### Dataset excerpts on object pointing

————————

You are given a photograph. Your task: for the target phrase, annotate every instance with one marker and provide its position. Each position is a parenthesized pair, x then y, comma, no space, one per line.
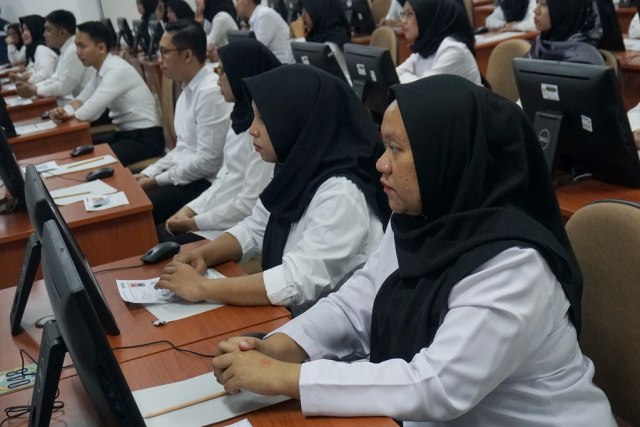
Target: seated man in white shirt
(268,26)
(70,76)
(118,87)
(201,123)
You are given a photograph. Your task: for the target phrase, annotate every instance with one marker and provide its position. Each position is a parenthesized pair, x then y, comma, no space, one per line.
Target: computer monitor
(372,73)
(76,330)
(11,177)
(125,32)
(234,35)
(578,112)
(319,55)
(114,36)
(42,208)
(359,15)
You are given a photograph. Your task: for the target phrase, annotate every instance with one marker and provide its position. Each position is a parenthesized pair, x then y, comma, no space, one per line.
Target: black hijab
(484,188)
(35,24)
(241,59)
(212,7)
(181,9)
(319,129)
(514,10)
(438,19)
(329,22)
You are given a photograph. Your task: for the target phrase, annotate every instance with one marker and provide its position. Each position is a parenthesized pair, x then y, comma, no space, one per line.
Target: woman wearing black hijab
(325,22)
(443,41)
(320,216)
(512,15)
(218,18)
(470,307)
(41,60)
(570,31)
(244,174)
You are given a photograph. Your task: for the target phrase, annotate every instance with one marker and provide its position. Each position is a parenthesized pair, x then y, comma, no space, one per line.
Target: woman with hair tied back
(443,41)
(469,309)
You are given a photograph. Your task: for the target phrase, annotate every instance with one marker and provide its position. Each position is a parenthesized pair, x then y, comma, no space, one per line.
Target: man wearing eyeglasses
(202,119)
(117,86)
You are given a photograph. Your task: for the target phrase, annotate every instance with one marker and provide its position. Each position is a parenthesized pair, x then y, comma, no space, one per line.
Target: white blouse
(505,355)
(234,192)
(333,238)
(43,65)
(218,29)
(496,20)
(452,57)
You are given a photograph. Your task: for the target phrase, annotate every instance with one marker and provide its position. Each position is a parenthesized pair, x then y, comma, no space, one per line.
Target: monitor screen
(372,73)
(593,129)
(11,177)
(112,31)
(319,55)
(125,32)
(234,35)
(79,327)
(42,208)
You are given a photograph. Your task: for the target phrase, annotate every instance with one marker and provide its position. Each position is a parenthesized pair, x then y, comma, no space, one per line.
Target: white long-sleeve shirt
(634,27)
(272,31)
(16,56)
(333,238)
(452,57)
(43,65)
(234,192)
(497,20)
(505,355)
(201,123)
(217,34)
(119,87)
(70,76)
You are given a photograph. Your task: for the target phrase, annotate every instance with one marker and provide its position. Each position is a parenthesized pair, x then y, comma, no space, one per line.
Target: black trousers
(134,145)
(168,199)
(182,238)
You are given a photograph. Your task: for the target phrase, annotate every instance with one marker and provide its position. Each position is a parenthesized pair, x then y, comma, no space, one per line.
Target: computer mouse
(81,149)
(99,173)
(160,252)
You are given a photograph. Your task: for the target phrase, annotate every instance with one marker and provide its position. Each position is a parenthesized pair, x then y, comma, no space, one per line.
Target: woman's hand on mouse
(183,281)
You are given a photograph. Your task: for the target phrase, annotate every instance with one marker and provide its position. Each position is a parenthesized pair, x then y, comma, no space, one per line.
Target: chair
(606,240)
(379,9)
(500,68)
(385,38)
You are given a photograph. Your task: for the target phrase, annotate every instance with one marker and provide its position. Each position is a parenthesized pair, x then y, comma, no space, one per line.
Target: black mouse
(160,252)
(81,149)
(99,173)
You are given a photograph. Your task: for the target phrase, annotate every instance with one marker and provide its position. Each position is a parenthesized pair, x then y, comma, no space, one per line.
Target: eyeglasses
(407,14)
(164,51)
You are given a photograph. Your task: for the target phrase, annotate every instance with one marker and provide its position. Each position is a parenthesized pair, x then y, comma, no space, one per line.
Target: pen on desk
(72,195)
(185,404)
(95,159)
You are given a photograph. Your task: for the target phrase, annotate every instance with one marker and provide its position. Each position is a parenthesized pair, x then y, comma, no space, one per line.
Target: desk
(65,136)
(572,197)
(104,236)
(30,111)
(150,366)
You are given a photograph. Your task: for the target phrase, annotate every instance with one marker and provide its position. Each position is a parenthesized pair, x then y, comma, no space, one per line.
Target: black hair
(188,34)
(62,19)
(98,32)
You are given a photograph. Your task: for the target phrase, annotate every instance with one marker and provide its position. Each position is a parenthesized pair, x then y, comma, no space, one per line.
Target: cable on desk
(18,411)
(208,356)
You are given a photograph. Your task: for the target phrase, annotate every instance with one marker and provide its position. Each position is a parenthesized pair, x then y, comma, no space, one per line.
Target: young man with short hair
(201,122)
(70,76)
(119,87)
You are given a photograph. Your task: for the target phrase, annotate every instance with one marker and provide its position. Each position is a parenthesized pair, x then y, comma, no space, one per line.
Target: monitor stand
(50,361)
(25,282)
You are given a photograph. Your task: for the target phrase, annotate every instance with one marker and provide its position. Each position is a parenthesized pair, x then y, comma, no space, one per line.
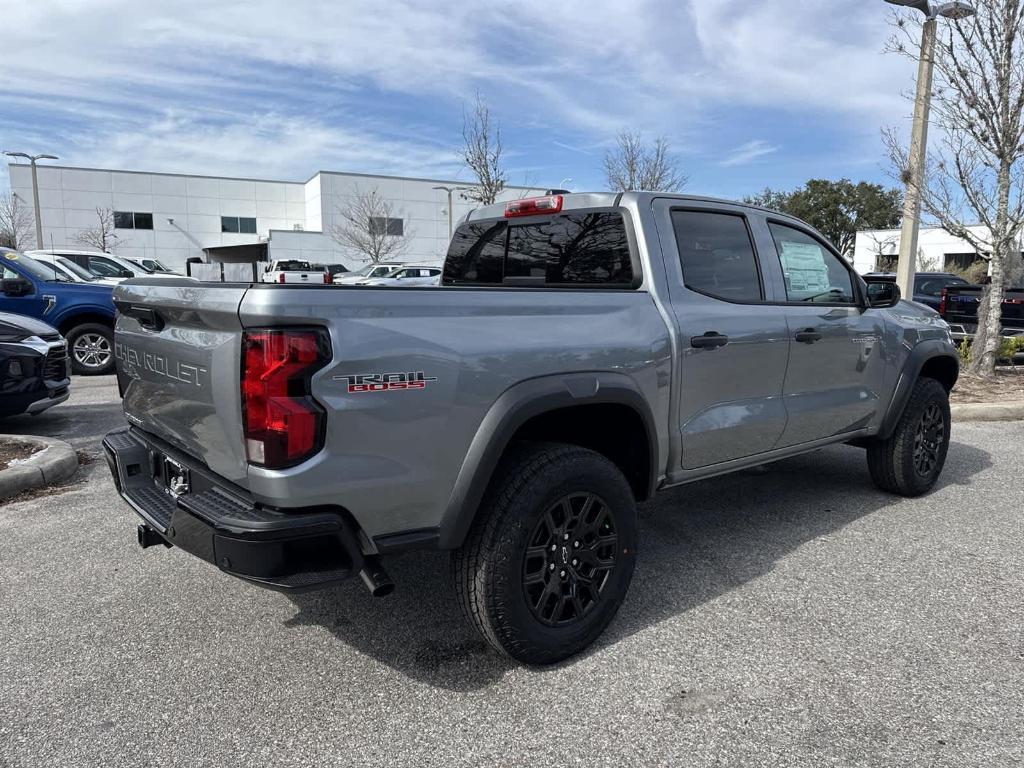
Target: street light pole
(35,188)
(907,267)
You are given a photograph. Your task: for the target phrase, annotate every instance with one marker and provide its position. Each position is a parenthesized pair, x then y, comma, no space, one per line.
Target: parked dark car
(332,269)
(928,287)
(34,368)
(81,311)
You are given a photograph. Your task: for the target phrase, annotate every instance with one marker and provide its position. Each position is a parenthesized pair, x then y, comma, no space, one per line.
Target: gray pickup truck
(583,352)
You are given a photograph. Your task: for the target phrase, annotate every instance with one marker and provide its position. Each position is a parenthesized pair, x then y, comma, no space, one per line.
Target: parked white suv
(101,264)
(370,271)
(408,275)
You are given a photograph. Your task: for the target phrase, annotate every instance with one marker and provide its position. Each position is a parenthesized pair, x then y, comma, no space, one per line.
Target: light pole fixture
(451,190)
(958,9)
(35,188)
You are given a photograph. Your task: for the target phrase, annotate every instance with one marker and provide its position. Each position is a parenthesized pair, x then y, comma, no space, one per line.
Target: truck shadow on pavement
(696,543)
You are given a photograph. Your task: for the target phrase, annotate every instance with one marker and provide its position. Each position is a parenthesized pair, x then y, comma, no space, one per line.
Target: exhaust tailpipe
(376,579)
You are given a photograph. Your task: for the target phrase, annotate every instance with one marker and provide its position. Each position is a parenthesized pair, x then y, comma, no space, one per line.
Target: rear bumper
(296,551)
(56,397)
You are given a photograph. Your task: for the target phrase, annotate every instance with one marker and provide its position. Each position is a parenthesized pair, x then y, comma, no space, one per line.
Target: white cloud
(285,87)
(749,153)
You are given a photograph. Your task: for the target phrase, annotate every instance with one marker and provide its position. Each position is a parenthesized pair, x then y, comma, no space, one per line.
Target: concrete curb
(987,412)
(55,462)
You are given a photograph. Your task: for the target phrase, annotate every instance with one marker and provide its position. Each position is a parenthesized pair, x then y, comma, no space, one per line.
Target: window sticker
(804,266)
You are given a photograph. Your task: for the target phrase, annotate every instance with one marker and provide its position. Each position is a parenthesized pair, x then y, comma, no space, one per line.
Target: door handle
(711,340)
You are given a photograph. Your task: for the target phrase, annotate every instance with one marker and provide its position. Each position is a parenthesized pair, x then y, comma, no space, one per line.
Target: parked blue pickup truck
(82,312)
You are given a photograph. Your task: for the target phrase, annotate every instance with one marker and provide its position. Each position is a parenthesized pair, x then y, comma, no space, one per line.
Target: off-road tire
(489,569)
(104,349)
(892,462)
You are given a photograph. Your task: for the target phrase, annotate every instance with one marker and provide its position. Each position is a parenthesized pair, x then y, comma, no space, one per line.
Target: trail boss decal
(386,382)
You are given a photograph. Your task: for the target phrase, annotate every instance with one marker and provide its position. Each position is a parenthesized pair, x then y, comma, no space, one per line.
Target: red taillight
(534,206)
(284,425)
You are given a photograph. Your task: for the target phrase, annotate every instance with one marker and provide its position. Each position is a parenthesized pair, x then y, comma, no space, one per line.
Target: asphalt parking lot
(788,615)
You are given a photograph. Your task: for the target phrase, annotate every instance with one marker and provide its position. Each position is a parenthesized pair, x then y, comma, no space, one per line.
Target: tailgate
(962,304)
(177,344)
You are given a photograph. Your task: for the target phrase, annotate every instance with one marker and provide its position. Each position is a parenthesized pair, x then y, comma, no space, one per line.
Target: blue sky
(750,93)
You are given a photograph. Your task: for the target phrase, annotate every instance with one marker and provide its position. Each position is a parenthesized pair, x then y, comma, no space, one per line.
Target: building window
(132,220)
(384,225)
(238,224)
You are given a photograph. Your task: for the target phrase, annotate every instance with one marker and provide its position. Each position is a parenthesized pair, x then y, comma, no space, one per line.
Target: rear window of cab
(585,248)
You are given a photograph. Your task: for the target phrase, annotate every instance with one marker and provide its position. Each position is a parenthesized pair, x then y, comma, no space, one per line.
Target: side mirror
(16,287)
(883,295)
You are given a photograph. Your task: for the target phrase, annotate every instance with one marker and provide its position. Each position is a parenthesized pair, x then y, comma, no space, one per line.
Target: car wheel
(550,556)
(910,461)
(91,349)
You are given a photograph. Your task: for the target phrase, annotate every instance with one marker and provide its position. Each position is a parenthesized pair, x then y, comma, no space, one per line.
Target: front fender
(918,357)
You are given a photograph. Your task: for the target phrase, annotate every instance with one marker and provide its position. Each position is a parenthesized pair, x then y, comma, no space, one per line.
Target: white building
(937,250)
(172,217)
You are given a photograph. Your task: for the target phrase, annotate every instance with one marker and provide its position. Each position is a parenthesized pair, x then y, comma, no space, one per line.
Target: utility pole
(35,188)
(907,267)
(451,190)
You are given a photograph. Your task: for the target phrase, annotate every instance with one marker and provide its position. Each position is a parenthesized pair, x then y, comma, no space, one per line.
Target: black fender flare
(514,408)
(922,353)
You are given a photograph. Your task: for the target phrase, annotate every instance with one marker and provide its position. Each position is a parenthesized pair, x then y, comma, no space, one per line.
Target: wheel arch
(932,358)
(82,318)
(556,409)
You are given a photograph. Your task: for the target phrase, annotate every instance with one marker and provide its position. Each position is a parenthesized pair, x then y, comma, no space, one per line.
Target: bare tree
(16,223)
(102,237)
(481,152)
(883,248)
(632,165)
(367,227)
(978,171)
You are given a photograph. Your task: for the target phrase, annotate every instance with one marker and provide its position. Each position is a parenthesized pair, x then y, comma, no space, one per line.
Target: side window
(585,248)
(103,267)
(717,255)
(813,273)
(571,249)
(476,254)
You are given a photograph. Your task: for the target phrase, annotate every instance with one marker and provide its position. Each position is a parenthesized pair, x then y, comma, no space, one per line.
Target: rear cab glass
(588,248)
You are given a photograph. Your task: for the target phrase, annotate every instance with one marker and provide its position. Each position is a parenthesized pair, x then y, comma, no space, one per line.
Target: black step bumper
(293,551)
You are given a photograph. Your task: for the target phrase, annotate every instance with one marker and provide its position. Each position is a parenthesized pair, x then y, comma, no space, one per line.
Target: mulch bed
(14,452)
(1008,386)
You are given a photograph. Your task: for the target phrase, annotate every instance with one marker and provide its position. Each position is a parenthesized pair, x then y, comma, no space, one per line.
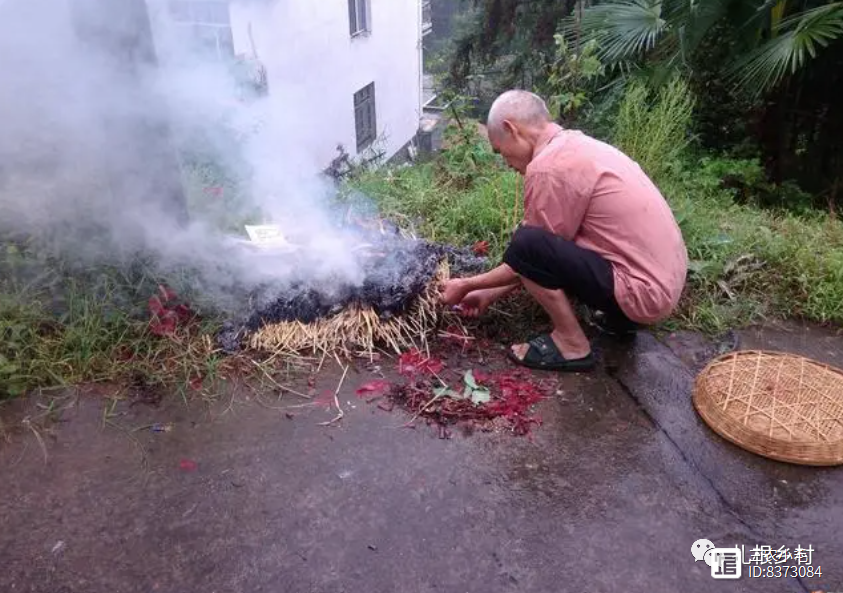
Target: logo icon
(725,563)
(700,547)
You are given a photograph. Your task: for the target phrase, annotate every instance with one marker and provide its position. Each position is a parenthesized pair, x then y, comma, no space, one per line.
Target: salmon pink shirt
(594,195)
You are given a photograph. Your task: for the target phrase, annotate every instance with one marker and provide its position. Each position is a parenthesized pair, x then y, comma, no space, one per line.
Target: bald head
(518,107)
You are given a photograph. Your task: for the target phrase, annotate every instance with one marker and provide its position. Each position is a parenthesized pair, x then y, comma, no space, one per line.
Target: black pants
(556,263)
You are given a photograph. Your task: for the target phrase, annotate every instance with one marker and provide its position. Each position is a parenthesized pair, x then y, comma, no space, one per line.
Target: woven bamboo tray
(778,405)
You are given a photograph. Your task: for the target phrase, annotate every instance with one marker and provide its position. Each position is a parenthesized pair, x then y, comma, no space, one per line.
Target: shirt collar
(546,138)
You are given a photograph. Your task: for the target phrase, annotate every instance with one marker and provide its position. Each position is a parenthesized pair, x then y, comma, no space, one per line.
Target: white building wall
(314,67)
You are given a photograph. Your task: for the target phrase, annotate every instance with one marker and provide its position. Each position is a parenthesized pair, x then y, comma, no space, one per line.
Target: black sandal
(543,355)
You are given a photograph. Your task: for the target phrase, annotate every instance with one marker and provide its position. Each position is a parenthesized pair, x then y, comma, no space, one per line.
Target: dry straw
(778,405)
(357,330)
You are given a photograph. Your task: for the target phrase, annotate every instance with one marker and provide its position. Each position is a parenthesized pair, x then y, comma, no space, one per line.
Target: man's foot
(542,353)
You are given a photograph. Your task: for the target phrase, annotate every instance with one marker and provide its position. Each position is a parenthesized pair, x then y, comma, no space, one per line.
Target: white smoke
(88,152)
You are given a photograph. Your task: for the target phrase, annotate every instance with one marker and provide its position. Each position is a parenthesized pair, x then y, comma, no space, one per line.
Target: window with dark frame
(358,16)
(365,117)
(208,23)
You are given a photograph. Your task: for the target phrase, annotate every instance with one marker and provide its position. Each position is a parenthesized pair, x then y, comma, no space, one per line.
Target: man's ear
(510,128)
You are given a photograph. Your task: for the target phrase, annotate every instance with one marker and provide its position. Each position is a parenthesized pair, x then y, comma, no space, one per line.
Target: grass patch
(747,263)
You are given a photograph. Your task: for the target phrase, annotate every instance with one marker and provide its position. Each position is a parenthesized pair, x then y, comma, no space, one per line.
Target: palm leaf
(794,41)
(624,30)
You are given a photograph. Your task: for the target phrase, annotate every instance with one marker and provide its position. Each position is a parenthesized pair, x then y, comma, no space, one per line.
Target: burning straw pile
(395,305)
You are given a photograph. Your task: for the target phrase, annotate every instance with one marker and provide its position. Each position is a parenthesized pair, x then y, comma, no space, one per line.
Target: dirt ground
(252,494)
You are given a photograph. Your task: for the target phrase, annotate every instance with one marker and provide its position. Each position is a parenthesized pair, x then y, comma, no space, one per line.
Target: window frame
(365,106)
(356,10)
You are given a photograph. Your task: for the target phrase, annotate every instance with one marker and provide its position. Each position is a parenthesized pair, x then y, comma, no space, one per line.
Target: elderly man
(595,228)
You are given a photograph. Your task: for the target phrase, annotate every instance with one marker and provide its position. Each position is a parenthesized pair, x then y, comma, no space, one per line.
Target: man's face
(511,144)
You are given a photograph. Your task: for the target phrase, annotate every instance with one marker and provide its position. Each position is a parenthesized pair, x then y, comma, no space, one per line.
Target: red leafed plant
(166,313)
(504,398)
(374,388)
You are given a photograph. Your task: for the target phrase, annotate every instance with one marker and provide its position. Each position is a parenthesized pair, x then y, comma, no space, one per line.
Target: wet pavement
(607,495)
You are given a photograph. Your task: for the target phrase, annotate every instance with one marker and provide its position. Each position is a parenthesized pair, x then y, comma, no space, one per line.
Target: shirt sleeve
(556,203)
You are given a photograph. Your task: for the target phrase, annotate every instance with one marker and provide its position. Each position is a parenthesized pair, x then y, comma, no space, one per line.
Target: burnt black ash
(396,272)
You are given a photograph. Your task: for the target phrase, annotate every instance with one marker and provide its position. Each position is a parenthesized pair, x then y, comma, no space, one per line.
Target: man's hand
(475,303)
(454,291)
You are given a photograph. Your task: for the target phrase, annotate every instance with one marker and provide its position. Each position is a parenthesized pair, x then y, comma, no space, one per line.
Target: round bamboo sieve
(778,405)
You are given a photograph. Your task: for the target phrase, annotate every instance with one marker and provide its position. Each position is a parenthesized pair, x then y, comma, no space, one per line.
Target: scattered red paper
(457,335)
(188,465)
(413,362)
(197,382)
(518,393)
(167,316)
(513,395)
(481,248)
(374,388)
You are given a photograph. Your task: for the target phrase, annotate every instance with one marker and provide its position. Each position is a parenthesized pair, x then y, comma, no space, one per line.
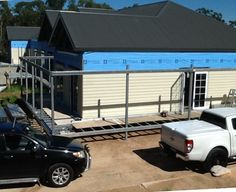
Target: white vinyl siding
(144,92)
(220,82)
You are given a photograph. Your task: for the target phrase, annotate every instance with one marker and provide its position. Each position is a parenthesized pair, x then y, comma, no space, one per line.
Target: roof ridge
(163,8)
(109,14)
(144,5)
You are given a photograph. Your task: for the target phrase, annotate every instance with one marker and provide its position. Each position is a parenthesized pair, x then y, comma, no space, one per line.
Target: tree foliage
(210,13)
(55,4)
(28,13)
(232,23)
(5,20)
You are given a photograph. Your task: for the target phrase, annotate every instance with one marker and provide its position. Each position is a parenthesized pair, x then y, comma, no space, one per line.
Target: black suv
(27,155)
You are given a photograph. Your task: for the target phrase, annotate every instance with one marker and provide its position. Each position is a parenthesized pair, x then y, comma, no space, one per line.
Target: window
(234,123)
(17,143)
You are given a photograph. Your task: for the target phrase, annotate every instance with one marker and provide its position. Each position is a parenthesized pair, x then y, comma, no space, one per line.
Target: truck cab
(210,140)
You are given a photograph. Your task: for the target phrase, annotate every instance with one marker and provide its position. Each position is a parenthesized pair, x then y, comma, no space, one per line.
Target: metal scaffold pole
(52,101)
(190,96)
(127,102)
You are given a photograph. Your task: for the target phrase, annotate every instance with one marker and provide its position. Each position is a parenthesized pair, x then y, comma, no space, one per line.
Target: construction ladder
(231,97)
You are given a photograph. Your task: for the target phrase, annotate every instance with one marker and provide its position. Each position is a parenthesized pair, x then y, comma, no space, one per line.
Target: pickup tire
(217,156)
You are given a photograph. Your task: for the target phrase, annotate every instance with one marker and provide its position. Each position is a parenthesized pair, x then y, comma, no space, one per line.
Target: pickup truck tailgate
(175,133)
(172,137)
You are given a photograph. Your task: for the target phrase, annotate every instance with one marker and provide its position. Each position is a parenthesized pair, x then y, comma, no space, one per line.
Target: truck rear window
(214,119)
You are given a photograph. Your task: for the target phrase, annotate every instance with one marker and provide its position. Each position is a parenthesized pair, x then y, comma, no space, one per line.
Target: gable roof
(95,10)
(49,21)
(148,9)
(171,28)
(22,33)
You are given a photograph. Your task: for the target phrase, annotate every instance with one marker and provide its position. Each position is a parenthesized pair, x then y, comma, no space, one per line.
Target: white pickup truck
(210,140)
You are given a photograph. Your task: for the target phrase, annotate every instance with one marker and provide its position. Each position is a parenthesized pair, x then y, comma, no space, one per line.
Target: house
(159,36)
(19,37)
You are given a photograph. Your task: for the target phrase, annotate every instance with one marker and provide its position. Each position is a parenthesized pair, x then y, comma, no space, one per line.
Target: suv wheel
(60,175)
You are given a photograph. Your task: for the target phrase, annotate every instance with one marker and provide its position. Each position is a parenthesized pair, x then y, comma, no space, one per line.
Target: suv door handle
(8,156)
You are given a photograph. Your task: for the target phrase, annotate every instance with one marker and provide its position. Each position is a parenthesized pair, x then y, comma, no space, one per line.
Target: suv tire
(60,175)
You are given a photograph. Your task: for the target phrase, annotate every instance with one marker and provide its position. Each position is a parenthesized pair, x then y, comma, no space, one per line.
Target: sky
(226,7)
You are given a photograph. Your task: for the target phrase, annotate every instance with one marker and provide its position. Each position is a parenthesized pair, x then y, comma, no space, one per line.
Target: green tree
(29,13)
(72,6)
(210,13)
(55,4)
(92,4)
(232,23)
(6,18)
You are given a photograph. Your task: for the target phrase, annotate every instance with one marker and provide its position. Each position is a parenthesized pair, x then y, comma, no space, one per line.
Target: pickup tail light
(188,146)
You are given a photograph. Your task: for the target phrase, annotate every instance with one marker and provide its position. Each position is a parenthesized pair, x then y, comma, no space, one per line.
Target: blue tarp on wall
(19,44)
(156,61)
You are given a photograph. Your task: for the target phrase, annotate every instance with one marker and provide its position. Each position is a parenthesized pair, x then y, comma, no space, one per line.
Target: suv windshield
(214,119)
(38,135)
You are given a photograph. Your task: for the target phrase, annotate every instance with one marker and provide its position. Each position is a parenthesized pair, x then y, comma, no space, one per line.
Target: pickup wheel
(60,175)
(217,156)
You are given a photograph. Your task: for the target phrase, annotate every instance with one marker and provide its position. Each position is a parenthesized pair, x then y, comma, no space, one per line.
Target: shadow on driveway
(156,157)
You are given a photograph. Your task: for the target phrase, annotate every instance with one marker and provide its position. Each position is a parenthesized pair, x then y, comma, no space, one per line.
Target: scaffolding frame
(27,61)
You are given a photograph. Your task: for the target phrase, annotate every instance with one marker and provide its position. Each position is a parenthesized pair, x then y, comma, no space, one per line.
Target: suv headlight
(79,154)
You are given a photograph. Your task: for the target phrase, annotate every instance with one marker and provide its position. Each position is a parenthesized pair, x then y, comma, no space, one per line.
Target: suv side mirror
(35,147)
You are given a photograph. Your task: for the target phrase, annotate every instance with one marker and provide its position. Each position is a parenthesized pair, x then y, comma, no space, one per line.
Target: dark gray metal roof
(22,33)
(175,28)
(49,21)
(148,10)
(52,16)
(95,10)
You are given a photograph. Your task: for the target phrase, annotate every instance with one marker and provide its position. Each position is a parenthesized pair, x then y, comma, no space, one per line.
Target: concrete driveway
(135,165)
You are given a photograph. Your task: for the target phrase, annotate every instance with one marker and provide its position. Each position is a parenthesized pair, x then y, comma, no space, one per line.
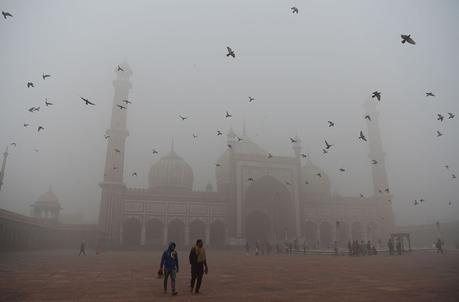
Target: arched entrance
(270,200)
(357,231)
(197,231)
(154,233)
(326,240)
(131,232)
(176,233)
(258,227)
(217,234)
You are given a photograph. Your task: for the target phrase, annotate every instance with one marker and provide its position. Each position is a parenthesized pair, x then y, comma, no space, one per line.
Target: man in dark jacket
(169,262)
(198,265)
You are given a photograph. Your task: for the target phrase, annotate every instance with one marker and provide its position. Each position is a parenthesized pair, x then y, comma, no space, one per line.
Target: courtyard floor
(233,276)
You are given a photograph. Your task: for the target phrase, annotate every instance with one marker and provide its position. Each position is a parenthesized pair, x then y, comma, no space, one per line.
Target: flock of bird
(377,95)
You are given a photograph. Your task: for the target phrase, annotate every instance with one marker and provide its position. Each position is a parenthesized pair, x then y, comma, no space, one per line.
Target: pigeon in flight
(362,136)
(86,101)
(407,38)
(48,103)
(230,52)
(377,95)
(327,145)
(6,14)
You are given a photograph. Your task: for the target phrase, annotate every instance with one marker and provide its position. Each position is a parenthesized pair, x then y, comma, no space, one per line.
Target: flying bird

————————

### Stated goal
Count the lines of the listing that contain the string "computer", treating case as significant, and give only the number.

### Answer to this task
2